### Supplied text:

But image_ids: [4,3,2,1] would be a new match

jeresig

12:04:43 PM

@ryanfb: are you filtering out single matches (e.g. you re-upload an image and it just matches itself again, returning something like image_ids: [1])

ryanfb

12:04:47 PM

Yes

jeresig

12:04:52 PM

cool!

jeresig

12:09:34 PM

@ryanfb: I’m very interested to see your results! Not sure if you’ve seen it but this is the analysis that I did with the Frick Art Reference Library Anonymous Italian Art photo archive: http://ejohn.org/research/computer-vision-photo-archives/ I did a lot of manual work to try and verify the quality of the matches. And, as I think I mentioned before, pastec seems to be roughly comparable, if slightly worse, than MatchEngine (but likely still “good enough”). Usually the big question that comes up is “what are we missing with these matches? and what false positives are we getting?” Beyond a certain point (too many misses, too many false positives) whatever algorithm will become un-usuable. Not sure if you’re storing the “score” field as well, but I found that setting the minimum score to about 19 worked well in some of my testing.

ryanfb

12:12:07 PM

Yeah, that’s always a hard question. For example, those plates (which I consider a really interesting match) had a score of 14. But I get a lot of matches where it seems like a calibration target in the image is causing it to match every other image with a similar calibration target, and the score is higher than that (d’oh)

jeresig

12:12:34 PM

:disappointed: ugh yeah, calibration targets/color bars are a real pain

jeresig

12:13:04 PM

btw, I have Node module that I’ve been working on for interfacing with Pastec, fwiw: https://github.com/jeresig/node-pastec

jeresig

12:13:23 PM

actively developing it, fixing up some issues

ryanfb

12:13:30 PM

Right now, I’m planning on sharing the Pastec index and match results with the blog post so anyone can play with them

jeresig

12:14:10 PM

nice!

### Tasks to complete:
a: Answer these from the chat about Pastec, one per line:
(i) What minimum score did jeresig find worked well in some testing?
(ii) What score did the plates match that ryanfb found interesting have?
(iii) What does ryanfb plan to share along with the blog post?
b: Retype a passage from the chat about Pastec word for word, beginning at the words "12:09:34 PM" and stopping after "of my testing.".

### Given data:

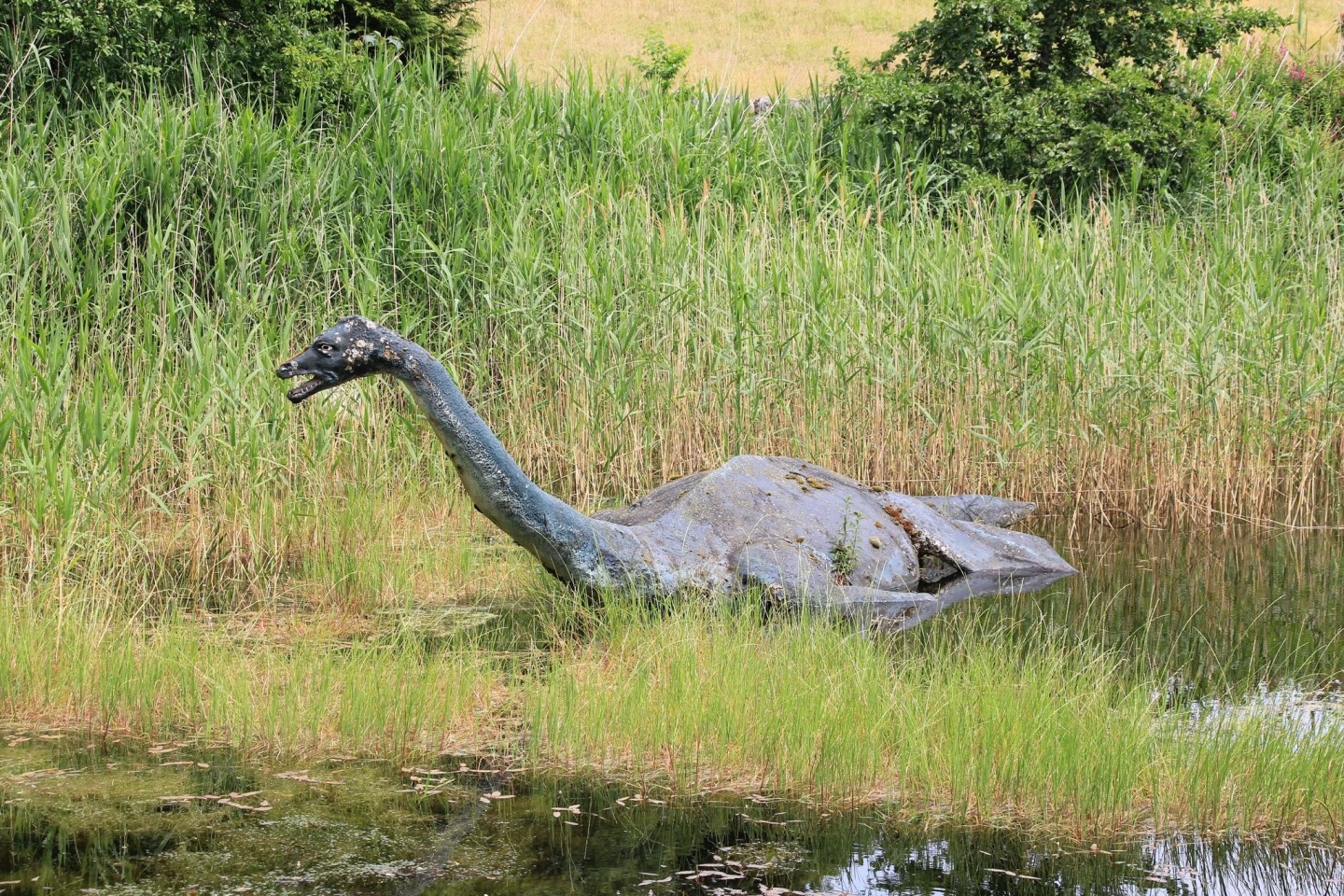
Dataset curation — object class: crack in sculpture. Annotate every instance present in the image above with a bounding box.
[277,317,1076,627]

### Responses per task:
a:
(i) About 19.
(ii) 14.
(iii) The Pastec index and the match results.

b:
12:09:34 PM

@ryanfb: I’m very interested to see your results! Not sure if you’ve seen it but this is the analysis that I did with the Frick Art Reference Library Anonymous Italian Art photo archive: http://ejohn.org/research/computer-vision-photo-archives/ I did a lot of manual work to try and verify the quality of the matches. And, as I think I mentioned before, pastec seems to be roughly comparable, if slightly worse, than MatchEngine (but likely still “good enough”). Usually the big question that comes up is “what are we missing with these matches? and what false positives are we getting?” Beyond a certain point (too many misses, too many false positives) whatever algorithm will become un-usuable. Not sure if you’re storing the “score” field as well, but I found that setting the minimum score to about 19 worked well in some of my testing.